#### Data excerpts
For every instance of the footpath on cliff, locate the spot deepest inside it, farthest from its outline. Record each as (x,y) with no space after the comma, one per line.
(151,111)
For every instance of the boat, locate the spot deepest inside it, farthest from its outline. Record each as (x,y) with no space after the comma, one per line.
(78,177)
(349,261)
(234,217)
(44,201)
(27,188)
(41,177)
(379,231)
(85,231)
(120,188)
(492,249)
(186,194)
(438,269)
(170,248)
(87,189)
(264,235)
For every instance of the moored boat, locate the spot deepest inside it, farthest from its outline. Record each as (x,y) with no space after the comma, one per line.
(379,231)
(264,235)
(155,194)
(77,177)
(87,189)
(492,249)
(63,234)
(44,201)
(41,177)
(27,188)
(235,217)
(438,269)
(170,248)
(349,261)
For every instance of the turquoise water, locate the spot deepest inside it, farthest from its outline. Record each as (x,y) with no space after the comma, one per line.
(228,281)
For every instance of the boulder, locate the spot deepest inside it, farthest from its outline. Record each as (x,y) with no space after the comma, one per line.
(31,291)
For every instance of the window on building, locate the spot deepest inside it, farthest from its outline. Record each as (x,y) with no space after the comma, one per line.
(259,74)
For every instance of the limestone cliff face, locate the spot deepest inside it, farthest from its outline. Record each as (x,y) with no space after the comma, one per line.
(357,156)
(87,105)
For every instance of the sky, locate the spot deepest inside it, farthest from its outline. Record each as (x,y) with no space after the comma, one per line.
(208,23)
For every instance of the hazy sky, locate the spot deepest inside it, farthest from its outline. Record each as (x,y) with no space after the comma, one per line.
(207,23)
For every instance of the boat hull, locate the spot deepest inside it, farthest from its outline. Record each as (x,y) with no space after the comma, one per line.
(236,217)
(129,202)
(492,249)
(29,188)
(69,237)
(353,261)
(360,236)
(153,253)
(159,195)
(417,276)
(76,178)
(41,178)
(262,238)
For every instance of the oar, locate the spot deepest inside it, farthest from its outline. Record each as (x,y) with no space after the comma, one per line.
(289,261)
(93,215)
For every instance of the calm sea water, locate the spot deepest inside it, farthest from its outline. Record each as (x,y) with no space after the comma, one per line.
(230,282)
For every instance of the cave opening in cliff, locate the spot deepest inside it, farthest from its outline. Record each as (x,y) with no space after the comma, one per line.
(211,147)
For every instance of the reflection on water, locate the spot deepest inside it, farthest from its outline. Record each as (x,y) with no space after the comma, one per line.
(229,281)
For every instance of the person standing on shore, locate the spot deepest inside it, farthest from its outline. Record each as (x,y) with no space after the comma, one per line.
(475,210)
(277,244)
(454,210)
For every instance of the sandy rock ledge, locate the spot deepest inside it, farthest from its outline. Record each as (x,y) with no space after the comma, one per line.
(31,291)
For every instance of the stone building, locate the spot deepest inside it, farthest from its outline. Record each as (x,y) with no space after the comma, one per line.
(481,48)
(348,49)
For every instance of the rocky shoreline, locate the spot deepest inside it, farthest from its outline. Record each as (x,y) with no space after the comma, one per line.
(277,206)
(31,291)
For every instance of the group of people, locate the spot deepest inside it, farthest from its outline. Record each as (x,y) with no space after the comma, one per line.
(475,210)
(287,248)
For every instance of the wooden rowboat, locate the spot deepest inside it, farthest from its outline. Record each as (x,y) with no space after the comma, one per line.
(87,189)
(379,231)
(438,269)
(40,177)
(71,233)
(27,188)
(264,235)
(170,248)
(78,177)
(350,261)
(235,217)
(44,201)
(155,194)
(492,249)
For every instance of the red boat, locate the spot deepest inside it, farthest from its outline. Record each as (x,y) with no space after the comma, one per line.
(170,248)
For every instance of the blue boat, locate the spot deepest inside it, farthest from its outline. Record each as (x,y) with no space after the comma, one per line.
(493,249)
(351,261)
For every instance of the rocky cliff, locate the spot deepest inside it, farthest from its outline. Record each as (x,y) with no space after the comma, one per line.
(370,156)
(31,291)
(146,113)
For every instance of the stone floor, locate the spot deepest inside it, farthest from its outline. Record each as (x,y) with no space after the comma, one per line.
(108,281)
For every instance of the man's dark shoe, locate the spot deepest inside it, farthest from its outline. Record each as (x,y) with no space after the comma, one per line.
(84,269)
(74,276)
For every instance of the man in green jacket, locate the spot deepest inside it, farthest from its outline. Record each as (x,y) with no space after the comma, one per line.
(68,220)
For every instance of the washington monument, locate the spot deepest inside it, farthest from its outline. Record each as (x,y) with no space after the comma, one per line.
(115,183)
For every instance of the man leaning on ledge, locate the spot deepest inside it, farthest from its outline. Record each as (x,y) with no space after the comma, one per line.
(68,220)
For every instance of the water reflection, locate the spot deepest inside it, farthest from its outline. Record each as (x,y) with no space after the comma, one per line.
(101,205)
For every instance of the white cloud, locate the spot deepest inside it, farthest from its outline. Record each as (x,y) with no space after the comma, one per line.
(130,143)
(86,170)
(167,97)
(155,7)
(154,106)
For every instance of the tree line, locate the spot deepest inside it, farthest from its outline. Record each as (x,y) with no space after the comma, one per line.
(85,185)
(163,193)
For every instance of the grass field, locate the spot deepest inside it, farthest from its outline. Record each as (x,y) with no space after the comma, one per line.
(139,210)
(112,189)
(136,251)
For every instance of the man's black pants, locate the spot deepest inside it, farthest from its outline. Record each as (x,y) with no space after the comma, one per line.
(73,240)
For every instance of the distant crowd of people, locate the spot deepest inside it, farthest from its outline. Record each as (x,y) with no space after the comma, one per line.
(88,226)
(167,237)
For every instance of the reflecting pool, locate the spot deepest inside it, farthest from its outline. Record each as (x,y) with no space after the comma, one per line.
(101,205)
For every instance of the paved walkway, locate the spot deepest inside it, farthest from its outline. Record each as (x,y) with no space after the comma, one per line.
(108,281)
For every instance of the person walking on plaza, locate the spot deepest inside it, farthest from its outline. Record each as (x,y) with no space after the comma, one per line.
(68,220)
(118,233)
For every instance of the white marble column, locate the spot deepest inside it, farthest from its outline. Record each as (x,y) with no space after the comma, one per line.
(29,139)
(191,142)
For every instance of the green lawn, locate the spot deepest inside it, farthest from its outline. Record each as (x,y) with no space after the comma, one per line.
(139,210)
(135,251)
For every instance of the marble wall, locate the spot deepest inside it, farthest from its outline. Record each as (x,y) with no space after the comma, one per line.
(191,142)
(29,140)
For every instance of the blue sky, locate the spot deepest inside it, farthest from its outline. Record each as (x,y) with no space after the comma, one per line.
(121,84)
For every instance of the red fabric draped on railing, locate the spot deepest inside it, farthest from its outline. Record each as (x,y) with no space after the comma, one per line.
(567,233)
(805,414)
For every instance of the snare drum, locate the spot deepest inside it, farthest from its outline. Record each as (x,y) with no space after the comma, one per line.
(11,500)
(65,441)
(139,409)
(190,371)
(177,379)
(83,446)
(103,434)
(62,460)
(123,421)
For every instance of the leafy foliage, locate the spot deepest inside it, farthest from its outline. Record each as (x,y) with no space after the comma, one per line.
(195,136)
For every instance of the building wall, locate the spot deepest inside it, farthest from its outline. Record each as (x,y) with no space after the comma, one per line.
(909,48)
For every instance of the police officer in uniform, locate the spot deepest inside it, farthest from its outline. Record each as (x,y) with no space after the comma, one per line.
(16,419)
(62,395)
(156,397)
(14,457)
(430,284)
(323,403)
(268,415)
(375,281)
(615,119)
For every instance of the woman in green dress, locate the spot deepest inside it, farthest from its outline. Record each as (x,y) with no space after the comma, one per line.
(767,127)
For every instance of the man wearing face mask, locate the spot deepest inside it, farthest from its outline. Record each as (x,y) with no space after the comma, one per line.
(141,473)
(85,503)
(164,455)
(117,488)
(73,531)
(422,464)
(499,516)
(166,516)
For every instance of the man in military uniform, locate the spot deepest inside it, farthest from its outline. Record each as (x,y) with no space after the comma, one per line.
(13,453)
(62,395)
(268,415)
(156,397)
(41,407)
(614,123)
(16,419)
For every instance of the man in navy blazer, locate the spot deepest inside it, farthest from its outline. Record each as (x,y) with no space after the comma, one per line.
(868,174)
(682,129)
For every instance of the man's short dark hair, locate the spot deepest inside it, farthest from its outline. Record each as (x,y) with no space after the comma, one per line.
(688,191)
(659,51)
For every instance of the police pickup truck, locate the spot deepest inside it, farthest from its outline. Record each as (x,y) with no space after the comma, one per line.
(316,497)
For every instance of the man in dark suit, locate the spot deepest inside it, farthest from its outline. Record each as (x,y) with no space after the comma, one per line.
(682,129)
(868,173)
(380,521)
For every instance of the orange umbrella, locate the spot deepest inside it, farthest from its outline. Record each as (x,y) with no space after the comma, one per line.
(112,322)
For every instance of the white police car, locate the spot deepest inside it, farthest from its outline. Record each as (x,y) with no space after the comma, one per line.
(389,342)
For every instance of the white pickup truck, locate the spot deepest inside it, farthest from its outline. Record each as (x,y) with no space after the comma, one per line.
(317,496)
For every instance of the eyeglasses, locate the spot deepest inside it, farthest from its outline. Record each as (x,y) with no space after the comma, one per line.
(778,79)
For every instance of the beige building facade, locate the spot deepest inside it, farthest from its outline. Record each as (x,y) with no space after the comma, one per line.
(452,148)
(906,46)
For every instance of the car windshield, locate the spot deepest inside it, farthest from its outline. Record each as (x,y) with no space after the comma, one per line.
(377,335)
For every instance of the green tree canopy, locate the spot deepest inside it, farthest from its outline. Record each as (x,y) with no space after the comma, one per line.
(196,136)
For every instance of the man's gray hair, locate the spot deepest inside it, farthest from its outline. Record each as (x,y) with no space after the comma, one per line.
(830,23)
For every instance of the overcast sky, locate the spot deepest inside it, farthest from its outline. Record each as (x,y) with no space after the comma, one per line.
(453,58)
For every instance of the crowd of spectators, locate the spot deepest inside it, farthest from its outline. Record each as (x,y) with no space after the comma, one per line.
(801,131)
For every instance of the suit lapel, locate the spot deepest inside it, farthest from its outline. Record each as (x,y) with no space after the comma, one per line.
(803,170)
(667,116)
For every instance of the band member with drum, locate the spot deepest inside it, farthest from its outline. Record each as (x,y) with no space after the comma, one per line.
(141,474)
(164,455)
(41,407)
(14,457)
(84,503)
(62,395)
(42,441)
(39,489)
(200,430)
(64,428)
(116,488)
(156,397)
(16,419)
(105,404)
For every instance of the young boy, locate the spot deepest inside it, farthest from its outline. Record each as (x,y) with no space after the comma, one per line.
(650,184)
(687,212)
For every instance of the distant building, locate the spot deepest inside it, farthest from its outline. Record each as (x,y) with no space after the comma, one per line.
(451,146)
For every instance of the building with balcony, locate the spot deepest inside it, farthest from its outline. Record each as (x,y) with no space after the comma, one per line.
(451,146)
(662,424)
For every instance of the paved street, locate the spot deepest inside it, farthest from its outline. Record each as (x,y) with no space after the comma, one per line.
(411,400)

#### Description of the task
Set down the lines from the one with "For every instance of the paved street, locate" through the end of the data above. Keep each exactly as written and add no other line.

#### Response to the exercise
For every instance of the paved street, locate the spot deepest inside it, farthest from its outline. Record each as (x,y) with no space after the comma, one per line.
(411,400)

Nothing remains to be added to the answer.